United Healthcare CEO shot and killed

I agree with all the comments that shooting the CEO of a company that you think did you wrong is a very bad/awful idea. That said, during my working career I spent one year with United HealthCare as my medical "insurance" provider. It was an absolute, unmitigated disaster. I let HR at work know in no uncertain terms if the next year didn't offer different or more options on healthcare insurance, I would be looking for a new job. And I wasn't the only one where I worked to voice displeasure at United Healthcare's business model. It was a hot topic. Maybe I didn't understand what United Healthcare was offering. Maybe my employer didn't understand what United Healthcare was offering. But my impression from my one year with United Healthcare was that it was NOT an "insurance company," it was a "price club." As in, United Healthcare negotiated favorable prices with selected healthcare providers that were available to its subscribers, but it was not providing insurance as I had come to know it in my then nearly 45 years of post-Army employment. I am not averse to my medical insurance company negotiating favorable rates with specific providers. But I want more than that from a medical insurance company. As in, actual coverage for health/medical issues.
 
Health insurance is a necessity in this country. Companies need CEOs. Someone has to be CEO. Murdering people because we don't like their company policies will never be justifiable.
Health care is a necessity. Private health insurance is not the only way - and definitely not the best way - to ensure that people have health care when they need it.
 
Video is pretty crazy - definitely looked like a professional or someone who knew what they were doing. That said, the real story is in the comments - no he didn't deserve this, but not getting much sympathy from the masses.

• [Task A]: In the comments on the CEO shooting, copy everything from "Health insurance is a" down to "never be justifiable.", replacing "company policies" with "business practices".
• [Task B]: In the comments on the CEO shooting, how long did the writer have United HealthCare as a medical provider?
• [Task C]: Shorten the paragraph of the comments on the CEO shooting that begins "I agree with all the comments", keeping its main facts.
The material here has nothing to do with the comments on the CEO shooting.

• [Information]:
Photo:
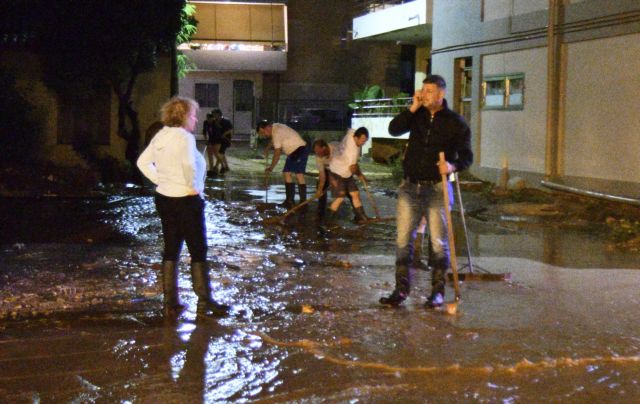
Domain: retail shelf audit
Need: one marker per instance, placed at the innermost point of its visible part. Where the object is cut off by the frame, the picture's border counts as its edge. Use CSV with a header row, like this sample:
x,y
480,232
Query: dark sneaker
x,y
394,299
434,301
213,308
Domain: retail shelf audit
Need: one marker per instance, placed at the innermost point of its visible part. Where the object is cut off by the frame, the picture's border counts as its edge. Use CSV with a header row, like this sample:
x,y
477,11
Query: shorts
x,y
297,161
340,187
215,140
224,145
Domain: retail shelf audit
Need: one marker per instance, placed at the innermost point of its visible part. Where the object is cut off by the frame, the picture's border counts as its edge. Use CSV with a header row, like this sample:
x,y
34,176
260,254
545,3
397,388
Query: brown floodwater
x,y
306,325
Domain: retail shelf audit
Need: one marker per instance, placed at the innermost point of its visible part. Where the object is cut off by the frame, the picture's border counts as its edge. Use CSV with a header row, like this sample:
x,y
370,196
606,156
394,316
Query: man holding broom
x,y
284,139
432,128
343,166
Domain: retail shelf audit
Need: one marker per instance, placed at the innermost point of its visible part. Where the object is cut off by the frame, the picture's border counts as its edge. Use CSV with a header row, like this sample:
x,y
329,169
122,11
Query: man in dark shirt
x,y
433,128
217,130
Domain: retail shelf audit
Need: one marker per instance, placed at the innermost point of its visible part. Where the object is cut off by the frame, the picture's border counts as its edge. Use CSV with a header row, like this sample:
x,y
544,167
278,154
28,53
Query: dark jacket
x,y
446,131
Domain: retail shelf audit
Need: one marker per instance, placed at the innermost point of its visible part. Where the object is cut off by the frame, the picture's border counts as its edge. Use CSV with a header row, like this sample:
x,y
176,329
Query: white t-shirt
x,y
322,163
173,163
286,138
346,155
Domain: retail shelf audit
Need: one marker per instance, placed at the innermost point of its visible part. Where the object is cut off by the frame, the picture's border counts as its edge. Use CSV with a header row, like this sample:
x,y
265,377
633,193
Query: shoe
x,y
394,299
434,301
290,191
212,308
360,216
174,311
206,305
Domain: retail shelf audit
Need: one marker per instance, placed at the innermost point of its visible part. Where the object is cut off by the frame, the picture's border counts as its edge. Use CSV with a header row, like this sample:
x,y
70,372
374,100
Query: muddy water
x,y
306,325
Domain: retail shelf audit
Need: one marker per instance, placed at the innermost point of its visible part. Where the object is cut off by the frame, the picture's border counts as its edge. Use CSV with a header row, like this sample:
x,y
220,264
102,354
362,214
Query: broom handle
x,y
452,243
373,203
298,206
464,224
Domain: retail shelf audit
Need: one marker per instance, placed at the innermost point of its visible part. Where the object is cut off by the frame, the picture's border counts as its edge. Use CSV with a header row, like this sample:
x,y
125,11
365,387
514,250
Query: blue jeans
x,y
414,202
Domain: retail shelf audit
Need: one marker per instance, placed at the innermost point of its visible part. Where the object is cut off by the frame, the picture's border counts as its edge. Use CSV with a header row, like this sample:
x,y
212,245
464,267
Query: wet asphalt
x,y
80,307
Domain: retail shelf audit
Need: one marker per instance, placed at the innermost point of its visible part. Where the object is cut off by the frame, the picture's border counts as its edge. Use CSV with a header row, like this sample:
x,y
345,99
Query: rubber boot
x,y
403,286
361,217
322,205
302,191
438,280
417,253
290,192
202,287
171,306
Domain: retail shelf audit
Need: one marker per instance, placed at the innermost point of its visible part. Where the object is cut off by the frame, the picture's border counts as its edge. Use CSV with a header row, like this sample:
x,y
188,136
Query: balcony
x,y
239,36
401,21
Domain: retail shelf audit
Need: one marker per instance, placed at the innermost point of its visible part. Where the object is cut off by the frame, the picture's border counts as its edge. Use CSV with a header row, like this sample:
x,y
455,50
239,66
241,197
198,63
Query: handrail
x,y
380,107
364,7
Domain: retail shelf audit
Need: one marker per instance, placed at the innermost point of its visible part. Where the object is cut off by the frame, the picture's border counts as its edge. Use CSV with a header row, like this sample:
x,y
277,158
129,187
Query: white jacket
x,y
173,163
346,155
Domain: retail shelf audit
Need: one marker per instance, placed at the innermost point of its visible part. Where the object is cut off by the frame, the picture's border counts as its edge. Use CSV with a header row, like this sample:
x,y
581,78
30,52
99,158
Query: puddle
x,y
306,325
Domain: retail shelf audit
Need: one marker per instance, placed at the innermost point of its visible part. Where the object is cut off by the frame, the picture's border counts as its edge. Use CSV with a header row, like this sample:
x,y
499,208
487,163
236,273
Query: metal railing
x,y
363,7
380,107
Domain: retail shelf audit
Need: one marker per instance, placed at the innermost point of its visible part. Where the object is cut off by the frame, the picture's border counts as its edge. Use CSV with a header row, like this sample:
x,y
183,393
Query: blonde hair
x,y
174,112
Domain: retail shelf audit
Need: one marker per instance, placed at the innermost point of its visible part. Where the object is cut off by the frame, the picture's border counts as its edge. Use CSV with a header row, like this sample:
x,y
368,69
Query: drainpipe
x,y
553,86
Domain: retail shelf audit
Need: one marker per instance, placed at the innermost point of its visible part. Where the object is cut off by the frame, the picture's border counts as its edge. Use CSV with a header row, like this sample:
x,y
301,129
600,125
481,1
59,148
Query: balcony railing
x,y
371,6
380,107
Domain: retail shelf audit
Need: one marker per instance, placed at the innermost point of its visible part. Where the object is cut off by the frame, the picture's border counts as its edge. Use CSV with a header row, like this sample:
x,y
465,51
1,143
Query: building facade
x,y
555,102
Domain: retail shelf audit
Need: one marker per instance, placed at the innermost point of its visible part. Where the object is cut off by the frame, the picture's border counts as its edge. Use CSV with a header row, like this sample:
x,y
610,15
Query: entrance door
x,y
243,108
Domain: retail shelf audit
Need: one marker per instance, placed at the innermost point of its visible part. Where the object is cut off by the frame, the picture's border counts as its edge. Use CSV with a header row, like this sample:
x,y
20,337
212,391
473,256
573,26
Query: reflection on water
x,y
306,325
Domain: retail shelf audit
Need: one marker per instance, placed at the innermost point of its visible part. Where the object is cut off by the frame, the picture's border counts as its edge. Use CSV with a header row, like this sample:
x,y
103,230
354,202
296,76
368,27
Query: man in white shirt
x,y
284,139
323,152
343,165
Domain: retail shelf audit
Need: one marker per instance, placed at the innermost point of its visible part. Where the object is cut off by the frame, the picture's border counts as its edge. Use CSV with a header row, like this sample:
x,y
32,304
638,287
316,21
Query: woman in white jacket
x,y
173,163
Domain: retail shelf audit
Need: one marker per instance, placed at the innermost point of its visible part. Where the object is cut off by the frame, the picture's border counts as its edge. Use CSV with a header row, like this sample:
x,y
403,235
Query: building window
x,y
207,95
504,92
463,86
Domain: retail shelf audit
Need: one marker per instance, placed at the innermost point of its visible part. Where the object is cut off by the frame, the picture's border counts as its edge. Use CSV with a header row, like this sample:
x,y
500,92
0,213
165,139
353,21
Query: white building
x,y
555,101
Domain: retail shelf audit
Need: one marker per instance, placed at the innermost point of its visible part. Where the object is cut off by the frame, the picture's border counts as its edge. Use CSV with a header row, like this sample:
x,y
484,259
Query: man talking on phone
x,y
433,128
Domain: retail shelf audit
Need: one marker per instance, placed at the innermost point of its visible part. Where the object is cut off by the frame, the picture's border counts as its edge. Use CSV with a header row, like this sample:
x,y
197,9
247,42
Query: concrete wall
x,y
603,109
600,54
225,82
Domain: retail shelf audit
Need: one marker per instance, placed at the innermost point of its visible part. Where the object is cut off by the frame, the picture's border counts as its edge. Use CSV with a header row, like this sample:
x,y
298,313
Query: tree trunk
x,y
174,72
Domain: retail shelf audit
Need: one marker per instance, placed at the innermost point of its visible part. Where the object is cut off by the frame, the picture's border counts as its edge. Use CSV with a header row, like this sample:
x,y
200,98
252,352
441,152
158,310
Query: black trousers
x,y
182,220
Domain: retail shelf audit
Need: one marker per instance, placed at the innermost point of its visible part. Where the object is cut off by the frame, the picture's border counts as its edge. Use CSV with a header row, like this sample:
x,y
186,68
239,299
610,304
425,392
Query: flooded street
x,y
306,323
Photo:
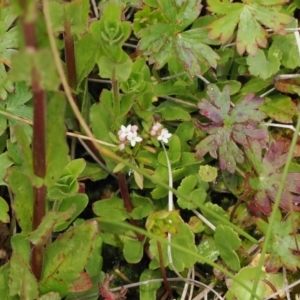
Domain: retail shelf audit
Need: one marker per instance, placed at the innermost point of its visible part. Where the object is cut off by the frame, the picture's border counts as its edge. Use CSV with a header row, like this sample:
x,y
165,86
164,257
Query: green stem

• [Written response A]:
Health insurance is a necessity in this country. Companies need CEOs. Someone has to be CEO. Murdering people because we don't like their business practices will never be justifiable.

• [Written response B]: One year.

• [Written response C]: The writer agrees that shooting a CEO over a grievance is an awful idea but calls one year with United HealthCare an absolute disaster. The writer told HR that without different or more healthcare options the next year, they would look for a new job, and other coworkers also complained. To the writer, United HealthCare was not an insurance company but a "price club" that negotiated favorable prices with selected providers without giving actual coverage for health and medical issues.